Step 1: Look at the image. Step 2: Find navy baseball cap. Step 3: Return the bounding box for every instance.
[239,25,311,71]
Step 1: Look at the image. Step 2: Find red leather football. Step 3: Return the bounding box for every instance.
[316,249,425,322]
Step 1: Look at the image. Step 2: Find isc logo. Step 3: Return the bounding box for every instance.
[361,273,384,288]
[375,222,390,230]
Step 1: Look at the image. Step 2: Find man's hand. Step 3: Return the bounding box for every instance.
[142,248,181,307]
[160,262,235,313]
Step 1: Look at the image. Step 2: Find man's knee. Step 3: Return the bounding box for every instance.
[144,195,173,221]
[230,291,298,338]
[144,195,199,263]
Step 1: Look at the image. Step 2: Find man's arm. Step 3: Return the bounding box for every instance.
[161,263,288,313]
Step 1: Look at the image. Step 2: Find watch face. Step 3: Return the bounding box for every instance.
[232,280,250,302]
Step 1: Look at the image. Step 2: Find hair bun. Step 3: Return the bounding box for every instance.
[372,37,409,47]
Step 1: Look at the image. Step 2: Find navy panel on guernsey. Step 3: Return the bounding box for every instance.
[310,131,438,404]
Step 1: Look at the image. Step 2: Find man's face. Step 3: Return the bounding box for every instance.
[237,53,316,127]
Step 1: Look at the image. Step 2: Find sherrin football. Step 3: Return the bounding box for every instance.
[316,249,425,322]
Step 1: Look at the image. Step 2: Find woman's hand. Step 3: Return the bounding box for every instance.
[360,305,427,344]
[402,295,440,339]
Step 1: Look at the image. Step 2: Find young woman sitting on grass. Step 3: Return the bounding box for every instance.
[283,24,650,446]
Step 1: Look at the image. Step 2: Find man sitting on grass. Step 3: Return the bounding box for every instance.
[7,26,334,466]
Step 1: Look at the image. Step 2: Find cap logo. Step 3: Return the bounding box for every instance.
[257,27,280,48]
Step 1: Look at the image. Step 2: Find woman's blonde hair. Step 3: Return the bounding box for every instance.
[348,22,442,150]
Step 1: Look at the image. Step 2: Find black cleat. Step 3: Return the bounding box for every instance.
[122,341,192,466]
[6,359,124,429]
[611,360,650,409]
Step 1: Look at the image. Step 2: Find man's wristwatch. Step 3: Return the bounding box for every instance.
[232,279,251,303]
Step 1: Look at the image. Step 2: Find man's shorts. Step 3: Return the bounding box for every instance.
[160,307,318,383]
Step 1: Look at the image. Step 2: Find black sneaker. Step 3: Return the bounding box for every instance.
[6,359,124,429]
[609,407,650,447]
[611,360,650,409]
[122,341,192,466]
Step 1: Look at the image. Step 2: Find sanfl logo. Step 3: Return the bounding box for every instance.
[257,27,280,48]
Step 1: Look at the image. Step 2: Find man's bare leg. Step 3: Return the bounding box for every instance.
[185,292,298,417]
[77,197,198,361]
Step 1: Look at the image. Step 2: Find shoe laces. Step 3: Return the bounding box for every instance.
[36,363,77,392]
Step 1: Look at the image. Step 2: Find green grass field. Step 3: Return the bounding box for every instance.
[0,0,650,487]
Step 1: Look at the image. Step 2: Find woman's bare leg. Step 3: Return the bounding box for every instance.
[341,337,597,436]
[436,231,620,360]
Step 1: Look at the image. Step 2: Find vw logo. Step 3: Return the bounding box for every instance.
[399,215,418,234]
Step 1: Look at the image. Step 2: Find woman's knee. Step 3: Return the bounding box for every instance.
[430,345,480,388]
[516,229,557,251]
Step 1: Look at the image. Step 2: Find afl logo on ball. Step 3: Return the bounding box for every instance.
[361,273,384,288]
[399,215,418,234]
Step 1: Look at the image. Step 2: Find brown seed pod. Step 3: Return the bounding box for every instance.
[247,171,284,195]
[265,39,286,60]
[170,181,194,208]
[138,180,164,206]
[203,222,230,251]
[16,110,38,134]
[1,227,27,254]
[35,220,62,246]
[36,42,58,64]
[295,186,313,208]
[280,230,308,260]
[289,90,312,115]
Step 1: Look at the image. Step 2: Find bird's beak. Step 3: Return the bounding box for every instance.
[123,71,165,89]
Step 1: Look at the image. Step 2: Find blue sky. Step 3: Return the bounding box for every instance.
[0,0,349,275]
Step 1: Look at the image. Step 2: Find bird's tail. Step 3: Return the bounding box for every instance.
__________
● 할 일
위 기록을 빈 줄 없이 '번호'와 '내용' 두 열의 마크다운 표로 변환해 주시겠어요? '번호' 열에는 행 번호를, '내용' 열에는 해당 줄을 넣어 주세요.

● 정답
| 번호 | 내용 |
|---|---|
| 1 | Step 1: Look at the image. Step 2: Find navy baseball cap. Step 3: Return the bounding box for every instance. |
| 2 | [239,25,311,71] |
| 3 | Step 1: Look at the image. Step 2: Find red leather football. Step 3: Return the bounding box for every instance. |
| 4 | [316,249,425,322] |
| 5 | Step 1: Look at the image. Step 2: Find isc logo. Step 3: Return the bounding box for every instance. |
| 6 | [361,273,384,288] |
| 7 | [375,222,390,230] |
| 8 | Step 1: Look at the image. Step 2: Find man's hand. Step 3: Return the bounding box for every instance. |
| 9 | [142,248,181,307] |
| 10 | [160,262,235,313] |
| 11 | Step 1: Look at the image. Step 2: Find man's knee. Step 3: Return the bounding box for every instance. |
| 12 | [144,195,173,221] |
| 13 | [230,291,298,338] |
| 14 | [144,195,199,263] |
| 15 | Step 1: Look at the image. Step 2: Find man's arm. Step 3: Return the bounding box for every instance. |
| 16 | [161,263,288,313] |
| 17 | Step 1: Look at the image. Step 2: Find watch face. Step 3: Return the bounding box for every instance. |
| 18 | [232,280,250,302] |
| 19 | Step 1: Look at the image. Step 2: Find hair bun. Step 3: Return the bounding box for every instance. |
| 20 | [372,37,409,47] |
| 21 | Step 1: Look at the image. Step 2: Find navy panel on guernsey. Step 3: Return the bounding box for every instance. |
| 22 | [310,131,438,404] |
| 23 | Step 1: Look at the image. Step 2: Find man's face. Step 3: Return the bounding box for every instance. |
| 24 | [237,53,316,127] |
| 25 | Step 1: Look at the image. Step 2: Find sherrin football. Step 3: Return the bounding box for every instance. |
| 26 | [316,249,425,322] |
| 27 | Step 1: Look at the image. Step 2: Find woman's hand. Step 3: Return the bounding box for every instance. |
| 28 | [360,305,427,344] |
| 29 | [402,295,440,339] |
| 30 | Step 1: Look at the image. Step 2: Find young woman sitting on grass. Step 3: Return the bounding box for every instance. |
| 31 | [283,24,650,446] |
| 32 | Step 1: Look at the image. Step 2: Find man sitting on grass. Step 3: Return the bounding box for every instance. |
| 33 | [7,26,334,466] |
| 34 | Step 1: Look at the image. Step 2: Find cap logo. Step 3: Return the bounding box for every instance. |
| 35 | [257,27,280,48] |
| 36 | Step 1: Look at the image. Step 2: Find woman's blonde hair. Step 3: Return the bounding box for every instance. |
| 37 | [348,22,442,150] |
| 38 | Step 1: Look at the image. Step 2: Find black cleat. Step 3: Return the bounding box for every instance. |
| 39 | [122,341,192,466] |
| 40 | [6,359,124,429] |
| 41 | [611,360,650,409] |
| 42 | Step 1: Look at the image. Step 2: Find man's wristwatch. Step 3: Return the bounding box for every instance. |
| 43 | [232,279,251,303] |
| 44 | Step 1: Look at the image. Step 2: Find man's shorts. Step 3: Return the bounding box for every instance. |
| 45 | [160,307,318,383] |
| 46 | Step 1: Look at the image. Step 2: Find black sneaker. Step 3: Return the bounding box for every instance. |
| 47 | [6,359,124,429] |
| 48 | [609,407,650,447] |
| 49 | [611,360,650,409] |
| 50 | [122,341,192,466] |
| 51 | Step 1: Look at the image. Step 2: Find sanfl logo. Step 3: Return the bounding box for every instance. |
| 52 | [257,27,280,48] |
| 53 | Step 1: Look at the image. Step 2: Find man's bare leg. Step 3: Return the bounding box for every instance. |
| 54 | [185,292,298,417] |
| 55 | [77,197,198,361] |
| 56 | Step 1: Look at the image. Step 2: Find shoe laces. Step 3: Return the bounding box for every instance. |
| 57 | [36,363,77,392] |
| 58 | Step 1: Look at the image. Step 2: Find green grass field. Step 3: Return the bounding box for every instance. |
| 59 | [0,0,650,487] |
| 60 | Step 1: Look at the image. Step 2: Find woman's bare leg. Step 3: Return the bounding box for every instance. |
| 61 | [341,337,597,436] |
| 62 | [436,231,620,360] |
| 63 | Step 1: Look at the image. Step 2: Find vw logo. Step 3: Return the bounding box for every instance. |
| 64 | [399,215,418,234] |
| 65 | Step 1: Look at the image. Step 2: Find woman's knee. Step 3: Return the bounding box for every instance. |
| 66 | [430,345,480,388] |
| 67 | [516,229,557,251] |
| 68 | Step 1: Look at the image. Step 2: Find afl logo on ball. Step 3: Return the bounding box for every instance. |
| 69 | [361,273,384,288] |
| 70 | [399,215,418,234] |
| 71 | Step 1: Look at the image. Step 2: Find brown seed pod. Step 3: Return the bounding box for every instance. |
| 72 | [247,171,284,195] |
| 73 | [265,39,286,60] |
| 74 | [170,181,194,208] |
| 75 | [138,180,164,206] |
| 76 | [203,222,230,251] |
| 77 | [16,110,38,134] |
| 78 | [1,227,27,254] |
| 79 | [35,220,62,246] |
| 80 | [36,42,58,64] |
| 81 | [295,186,313,208] |
| 82 | [280,230,308,260] |
| 83 | [289,90,312,115] |
| 84 | Step 1: Look at the image. Step 2: Find bird's beak. Step 3: Return the bounding box for every instance. |
| 85 | [123,71,165,89] |
| 86 | Step 1: Look at the image. Step 2: Find blue sky. Step 3: Return the bounding box for every instance. |
| 87 | [0,0,349,275] |
| 88 | Step 1: Look at the image. Step 2: Find bird's tail. Step 3: Return the bounding box for every instance. |